Collected data entries:

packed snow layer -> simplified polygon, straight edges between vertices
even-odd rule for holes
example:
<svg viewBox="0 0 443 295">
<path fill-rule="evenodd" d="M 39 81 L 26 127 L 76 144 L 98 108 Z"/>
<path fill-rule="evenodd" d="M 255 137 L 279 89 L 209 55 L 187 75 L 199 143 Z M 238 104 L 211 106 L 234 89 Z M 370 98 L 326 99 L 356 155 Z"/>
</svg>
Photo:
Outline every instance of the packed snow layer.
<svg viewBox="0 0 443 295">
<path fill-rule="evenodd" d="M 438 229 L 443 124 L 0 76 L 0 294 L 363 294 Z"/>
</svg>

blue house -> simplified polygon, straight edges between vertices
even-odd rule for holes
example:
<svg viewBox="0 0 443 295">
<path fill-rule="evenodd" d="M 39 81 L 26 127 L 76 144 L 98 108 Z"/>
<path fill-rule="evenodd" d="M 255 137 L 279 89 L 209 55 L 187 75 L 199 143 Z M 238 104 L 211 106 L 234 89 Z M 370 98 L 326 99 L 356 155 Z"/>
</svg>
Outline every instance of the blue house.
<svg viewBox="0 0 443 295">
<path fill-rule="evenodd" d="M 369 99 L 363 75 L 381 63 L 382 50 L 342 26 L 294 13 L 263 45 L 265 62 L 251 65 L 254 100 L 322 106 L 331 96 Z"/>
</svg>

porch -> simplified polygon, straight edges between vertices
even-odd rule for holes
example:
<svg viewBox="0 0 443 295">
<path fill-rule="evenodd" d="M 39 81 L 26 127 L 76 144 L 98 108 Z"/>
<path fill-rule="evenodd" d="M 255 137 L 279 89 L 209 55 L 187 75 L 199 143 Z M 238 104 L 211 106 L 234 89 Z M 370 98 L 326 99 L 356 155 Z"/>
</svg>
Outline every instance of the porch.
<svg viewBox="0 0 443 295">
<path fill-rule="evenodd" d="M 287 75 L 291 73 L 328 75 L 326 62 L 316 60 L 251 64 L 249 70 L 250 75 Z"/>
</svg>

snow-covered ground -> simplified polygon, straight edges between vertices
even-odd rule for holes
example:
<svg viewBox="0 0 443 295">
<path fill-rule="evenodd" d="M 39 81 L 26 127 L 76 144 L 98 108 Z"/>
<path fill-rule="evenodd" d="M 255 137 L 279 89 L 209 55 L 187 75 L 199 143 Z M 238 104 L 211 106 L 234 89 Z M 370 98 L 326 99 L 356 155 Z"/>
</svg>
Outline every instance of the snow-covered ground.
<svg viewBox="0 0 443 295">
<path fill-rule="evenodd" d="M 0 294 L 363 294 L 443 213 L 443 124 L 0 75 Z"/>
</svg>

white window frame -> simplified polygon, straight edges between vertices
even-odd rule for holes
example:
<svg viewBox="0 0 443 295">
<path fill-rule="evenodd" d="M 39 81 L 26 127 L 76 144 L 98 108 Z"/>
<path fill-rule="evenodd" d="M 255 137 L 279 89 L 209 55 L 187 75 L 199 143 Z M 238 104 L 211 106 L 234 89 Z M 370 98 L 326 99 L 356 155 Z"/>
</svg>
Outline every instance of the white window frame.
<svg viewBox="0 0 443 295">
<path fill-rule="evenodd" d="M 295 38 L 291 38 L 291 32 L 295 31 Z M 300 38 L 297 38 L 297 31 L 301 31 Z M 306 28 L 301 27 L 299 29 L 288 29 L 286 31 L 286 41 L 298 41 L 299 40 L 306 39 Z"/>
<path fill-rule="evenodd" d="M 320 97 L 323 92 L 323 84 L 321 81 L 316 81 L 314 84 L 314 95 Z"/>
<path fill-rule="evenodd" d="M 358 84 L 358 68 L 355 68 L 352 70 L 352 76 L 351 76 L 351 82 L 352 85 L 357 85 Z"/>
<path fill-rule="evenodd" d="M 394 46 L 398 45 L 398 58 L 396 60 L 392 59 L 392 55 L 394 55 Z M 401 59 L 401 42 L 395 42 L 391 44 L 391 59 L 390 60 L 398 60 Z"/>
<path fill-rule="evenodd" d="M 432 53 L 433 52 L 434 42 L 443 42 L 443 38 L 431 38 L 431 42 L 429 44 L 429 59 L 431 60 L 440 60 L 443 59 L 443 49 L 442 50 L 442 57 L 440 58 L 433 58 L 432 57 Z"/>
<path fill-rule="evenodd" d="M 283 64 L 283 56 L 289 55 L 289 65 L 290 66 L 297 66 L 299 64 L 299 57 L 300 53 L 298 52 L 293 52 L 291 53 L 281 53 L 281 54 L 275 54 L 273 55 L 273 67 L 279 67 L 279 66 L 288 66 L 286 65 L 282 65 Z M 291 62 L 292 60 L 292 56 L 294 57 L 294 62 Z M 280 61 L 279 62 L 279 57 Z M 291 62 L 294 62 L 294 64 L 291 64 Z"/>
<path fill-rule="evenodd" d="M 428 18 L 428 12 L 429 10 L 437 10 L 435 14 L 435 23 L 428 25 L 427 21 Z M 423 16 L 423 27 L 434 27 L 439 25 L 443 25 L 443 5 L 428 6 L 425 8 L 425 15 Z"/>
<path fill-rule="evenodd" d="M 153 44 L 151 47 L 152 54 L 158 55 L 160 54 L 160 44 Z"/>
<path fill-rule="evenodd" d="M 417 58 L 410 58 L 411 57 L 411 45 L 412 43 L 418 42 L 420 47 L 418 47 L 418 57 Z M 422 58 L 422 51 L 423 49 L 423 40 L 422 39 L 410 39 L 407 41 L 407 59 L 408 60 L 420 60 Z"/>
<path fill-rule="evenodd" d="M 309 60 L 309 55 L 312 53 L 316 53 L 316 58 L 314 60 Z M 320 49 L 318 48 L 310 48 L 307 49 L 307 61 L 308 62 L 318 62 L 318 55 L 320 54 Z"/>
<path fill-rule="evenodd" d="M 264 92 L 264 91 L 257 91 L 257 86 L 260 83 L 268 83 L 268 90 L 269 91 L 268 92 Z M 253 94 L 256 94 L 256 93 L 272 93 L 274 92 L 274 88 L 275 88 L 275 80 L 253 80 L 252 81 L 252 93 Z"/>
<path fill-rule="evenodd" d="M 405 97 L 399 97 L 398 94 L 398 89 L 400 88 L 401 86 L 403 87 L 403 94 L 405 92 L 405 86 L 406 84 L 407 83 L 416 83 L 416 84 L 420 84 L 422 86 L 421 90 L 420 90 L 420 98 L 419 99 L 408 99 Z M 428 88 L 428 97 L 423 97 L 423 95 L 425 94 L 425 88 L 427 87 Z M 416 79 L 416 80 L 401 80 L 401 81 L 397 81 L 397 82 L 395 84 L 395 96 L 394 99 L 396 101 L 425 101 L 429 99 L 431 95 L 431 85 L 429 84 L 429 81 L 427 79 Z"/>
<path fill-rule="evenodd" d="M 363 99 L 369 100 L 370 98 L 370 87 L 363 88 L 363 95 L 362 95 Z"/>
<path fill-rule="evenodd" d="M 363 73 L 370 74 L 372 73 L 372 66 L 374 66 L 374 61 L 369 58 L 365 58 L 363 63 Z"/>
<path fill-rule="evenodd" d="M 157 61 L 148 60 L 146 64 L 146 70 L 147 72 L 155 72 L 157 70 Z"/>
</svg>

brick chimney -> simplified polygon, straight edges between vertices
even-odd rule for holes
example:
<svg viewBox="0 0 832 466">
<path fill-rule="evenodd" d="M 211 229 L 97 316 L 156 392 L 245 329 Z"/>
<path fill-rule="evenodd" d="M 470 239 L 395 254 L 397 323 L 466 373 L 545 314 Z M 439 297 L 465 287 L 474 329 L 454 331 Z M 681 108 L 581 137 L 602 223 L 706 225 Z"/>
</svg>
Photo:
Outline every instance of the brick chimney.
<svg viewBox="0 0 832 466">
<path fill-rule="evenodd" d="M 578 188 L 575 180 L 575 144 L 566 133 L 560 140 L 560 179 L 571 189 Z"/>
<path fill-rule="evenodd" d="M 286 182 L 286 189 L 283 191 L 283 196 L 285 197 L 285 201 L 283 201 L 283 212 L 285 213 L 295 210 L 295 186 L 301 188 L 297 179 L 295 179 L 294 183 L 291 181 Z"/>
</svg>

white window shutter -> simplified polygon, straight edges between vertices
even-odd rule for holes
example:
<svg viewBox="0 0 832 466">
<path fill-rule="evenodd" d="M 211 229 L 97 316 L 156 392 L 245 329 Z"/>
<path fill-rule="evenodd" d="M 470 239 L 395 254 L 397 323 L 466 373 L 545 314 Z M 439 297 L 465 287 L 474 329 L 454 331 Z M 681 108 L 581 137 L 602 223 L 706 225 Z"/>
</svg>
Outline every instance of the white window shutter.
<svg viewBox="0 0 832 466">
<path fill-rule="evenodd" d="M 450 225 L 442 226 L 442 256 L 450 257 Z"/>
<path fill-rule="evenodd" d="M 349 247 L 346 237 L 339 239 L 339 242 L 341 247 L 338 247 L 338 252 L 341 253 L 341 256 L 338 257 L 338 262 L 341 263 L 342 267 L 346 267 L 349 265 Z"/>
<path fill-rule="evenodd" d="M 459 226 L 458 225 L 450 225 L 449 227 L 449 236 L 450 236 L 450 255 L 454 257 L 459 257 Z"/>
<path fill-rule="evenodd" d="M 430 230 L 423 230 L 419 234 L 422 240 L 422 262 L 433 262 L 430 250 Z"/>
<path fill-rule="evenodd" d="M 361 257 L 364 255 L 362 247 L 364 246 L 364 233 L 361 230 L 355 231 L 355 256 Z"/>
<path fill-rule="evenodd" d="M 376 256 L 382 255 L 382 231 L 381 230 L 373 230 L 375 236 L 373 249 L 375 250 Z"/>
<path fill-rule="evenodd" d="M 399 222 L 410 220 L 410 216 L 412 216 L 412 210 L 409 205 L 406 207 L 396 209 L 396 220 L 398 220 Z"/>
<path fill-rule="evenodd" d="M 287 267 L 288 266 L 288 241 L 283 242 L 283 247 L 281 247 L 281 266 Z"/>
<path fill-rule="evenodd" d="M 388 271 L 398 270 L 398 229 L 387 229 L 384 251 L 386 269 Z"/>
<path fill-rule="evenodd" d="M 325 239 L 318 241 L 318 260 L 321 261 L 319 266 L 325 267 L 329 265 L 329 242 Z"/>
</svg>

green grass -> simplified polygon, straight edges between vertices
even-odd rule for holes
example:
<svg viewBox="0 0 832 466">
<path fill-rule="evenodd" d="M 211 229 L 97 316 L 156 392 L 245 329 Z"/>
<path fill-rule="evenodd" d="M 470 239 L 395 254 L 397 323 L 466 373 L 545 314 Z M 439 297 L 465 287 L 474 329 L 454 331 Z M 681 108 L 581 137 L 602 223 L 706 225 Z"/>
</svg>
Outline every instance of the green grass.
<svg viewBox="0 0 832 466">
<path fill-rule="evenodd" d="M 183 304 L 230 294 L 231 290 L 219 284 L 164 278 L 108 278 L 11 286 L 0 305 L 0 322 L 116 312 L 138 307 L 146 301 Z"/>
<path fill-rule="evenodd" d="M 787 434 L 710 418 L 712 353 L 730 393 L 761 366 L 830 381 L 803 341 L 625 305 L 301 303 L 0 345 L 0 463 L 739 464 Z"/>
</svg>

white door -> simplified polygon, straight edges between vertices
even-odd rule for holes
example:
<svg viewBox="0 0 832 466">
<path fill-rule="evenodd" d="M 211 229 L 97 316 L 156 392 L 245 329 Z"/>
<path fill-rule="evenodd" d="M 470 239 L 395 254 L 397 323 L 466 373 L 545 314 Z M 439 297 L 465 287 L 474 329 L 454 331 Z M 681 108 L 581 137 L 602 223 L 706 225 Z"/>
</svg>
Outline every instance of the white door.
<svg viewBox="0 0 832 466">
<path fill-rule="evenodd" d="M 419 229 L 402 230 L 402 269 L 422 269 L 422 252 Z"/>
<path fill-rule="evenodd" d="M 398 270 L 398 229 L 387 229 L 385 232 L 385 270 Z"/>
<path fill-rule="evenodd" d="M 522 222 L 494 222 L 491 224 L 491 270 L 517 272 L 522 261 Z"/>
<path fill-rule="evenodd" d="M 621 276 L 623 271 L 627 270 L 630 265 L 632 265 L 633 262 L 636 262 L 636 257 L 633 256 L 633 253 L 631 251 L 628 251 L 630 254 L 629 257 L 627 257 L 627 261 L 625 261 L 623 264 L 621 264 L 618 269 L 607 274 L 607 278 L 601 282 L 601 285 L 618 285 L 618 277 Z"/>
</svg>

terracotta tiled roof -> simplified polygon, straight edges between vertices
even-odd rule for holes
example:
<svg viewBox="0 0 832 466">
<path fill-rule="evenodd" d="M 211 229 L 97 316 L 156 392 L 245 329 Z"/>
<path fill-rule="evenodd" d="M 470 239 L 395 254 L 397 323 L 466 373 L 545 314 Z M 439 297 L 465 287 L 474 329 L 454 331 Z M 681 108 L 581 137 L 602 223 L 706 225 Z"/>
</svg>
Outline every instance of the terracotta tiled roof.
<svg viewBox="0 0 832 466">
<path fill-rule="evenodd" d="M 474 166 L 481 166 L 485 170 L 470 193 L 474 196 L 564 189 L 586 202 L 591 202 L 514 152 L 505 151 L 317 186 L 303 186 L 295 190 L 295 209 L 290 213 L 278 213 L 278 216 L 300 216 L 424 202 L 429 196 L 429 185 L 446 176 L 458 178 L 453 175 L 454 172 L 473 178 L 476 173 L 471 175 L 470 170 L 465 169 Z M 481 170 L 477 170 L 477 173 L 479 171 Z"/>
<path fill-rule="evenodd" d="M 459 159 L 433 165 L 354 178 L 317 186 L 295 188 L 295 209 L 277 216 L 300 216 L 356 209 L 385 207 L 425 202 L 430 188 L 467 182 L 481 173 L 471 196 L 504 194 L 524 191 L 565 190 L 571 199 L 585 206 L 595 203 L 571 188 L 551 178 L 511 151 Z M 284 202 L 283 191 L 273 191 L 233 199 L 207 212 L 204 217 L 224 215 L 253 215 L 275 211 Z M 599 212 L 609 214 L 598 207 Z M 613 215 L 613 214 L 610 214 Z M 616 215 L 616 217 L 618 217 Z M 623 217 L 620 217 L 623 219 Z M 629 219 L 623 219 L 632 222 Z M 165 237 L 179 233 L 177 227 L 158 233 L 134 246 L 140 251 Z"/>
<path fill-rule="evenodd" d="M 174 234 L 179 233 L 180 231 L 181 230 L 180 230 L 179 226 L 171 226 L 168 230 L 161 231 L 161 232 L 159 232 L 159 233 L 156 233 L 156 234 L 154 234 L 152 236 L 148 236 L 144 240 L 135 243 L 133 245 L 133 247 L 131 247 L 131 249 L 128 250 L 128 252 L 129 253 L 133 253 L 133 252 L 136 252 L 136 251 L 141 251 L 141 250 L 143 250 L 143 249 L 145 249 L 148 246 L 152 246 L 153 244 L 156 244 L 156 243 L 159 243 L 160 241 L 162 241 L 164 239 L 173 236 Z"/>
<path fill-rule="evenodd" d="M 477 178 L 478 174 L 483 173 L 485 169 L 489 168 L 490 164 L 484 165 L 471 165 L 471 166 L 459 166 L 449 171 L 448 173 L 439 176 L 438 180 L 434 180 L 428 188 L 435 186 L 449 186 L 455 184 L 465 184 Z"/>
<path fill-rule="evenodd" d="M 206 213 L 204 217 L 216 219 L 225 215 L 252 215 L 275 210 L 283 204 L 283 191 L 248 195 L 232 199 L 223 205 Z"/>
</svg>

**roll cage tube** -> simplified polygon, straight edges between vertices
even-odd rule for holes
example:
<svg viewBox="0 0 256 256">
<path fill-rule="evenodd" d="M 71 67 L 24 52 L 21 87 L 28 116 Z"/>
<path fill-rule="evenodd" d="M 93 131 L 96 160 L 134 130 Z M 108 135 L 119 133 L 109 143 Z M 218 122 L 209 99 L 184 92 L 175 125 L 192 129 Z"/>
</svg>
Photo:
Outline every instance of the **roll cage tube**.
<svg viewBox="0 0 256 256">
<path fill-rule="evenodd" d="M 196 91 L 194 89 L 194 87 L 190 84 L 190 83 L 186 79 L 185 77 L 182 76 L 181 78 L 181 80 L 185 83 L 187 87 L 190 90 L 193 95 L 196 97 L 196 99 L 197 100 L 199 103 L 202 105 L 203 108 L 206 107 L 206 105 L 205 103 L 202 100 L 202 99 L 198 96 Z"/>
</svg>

YOUR TASK: Reproduce, character for character, everything in the listing from the line containing "terracotta tiled roof ->" down to the line containing "459 159 L 433", with both of those lines included.

SOLUTION BELOW:
terracotta tiled roof -> simplified polygon, straight edges between vertices
even-odd rule for holes
example:
<svg viewBox="0 0 832 466">
<path fill-rule="evenodd" d="M 211 229 L 97 316 L 156 392 L 245 329 Z"/>
<path fill-rule="evenodd" d="M 470 239 L 395 254 L 397 323 L 466 373 L 545 314 Z M 439 297 L 465 287 L 474 329 L 454 331 Z M 681 108 L 581 137 L 602 223 L 706 225 Z"/>
</svg>
Outline every instance of the terracotta tiled roof.
<svg viewBox="0 0 832 466">
<path fill-rule="evenodd" d="M 474 166 L 481 166 L 485 170 L 470 193 L 474 196 L 564 189 L 586 202 L 591 202 L 514 152 L 505 151 L 317 186 L 303 186 L 295 190 L 295 209 L 290 213 L 278 213 L 278 216 L 300 216 L 424 202 L 429 196 L 429 185 L 446 176 L 458 178 L 453 175 L 454 172 L 473 178 L 476 173 L 471 175 L 470 170 L 465 169 Z M 481 170 L 477 170 L 477 173 L 479 171 Z"/>
<path fill-rule="evenodd" d="M 459 159 L 433 165 L 354 178 L 317 186 L 295 188 L 295 209 L 277 216 L 300 216 L 356 209 L 385 207 L 425 202 L 430 188 L 467 182 L 481 173 L 471 196 L 504 194 L 524 191 L 565 190 L 571 199 L 585 206 L 595 203 L 571 188 L 551 178 L 511 151 Z M 284 202 L 283 191 L 273 191 L 233 199 L 207 212 L 204 217 L 224 215 L 253 215 L 275 211 Z M 599 212 L 609 214 L 598 207 Z M 613 215 L 613 214 L 610 214 Z M 616 215 L 616 217 L 618 217 Z M 623 217 L 620 217 L 623 219 Z M 629 219 L 623 219 L 632 222 Z M 165 237 L 179 233 L 177 227 L 158 233 L 134 246 L 140 251 Z"/>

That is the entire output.